Problem details:
Copy out the items word for word, starting at the line that contains "Target: eyebrow" and ending after the line that contains "93 143 L 67".

Exercise input:
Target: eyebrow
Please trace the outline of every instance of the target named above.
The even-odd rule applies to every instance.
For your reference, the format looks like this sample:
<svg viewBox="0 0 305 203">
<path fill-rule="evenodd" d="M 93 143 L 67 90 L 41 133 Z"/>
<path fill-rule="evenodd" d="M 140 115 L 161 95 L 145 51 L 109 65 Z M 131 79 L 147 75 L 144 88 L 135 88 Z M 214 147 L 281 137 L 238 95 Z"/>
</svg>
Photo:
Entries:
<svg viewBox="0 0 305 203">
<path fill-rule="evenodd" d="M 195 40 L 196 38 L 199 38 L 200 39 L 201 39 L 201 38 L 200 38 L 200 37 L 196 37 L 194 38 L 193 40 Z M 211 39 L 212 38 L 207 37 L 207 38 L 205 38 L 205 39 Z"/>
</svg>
==
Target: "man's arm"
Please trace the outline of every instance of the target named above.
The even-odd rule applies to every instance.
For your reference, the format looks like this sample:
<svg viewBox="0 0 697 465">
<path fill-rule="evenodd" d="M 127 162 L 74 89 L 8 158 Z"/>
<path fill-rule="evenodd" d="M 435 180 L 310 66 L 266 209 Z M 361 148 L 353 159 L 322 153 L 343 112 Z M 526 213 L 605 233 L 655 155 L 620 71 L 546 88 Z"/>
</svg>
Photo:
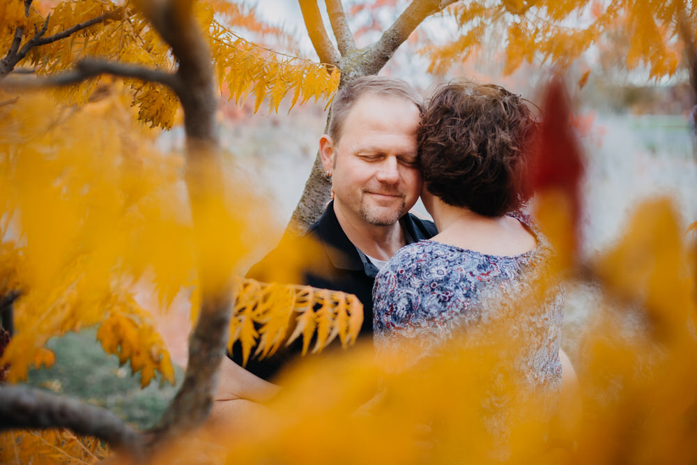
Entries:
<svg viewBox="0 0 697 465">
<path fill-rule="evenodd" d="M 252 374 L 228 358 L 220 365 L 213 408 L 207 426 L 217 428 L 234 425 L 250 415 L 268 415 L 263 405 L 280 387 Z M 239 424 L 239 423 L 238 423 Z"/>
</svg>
==
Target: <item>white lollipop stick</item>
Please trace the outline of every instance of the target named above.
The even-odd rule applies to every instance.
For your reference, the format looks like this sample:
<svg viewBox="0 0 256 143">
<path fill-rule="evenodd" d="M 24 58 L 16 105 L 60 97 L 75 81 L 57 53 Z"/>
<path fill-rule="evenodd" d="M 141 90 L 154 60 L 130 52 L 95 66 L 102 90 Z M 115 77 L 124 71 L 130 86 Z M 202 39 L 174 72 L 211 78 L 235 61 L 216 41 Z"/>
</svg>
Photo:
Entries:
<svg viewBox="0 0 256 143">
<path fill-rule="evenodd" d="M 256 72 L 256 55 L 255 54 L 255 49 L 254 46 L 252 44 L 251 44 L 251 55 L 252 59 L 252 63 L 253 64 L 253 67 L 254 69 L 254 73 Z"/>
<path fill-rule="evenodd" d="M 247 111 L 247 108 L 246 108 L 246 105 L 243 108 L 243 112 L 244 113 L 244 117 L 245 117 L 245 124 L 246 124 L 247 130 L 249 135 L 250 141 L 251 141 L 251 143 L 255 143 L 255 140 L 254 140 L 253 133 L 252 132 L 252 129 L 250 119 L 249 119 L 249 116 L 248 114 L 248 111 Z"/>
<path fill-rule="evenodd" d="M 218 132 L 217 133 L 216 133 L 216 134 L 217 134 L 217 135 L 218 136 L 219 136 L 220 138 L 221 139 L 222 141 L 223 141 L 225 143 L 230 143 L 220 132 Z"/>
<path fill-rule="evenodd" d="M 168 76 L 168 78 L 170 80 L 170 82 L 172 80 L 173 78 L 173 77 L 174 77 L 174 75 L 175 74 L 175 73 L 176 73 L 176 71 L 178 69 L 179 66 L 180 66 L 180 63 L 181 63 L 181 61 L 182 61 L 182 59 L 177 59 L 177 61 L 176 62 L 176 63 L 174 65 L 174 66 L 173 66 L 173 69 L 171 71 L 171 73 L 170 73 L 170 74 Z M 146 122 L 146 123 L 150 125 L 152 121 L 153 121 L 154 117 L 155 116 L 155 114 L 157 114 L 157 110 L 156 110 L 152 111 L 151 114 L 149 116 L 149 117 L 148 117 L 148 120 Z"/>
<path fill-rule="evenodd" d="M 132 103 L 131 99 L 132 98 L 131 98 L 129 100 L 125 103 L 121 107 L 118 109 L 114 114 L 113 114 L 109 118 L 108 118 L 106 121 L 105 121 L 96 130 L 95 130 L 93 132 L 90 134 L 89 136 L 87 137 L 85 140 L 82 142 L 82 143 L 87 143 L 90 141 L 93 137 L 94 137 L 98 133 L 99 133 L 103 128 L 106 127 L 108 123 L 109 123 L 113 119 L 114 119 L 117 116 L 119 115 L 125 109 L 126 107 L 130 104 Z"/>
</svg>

Response:
Target: eyebrow
Please trace the outline of every instance of the target named above.
The even-odd rule applies to every instance.
For your reference, the format looks like this sample:
<svg viewBox="0 0 305 203">
<path fill-rule="evenodd" d="M 93 143 L 67 90 L 41 133 Z"/>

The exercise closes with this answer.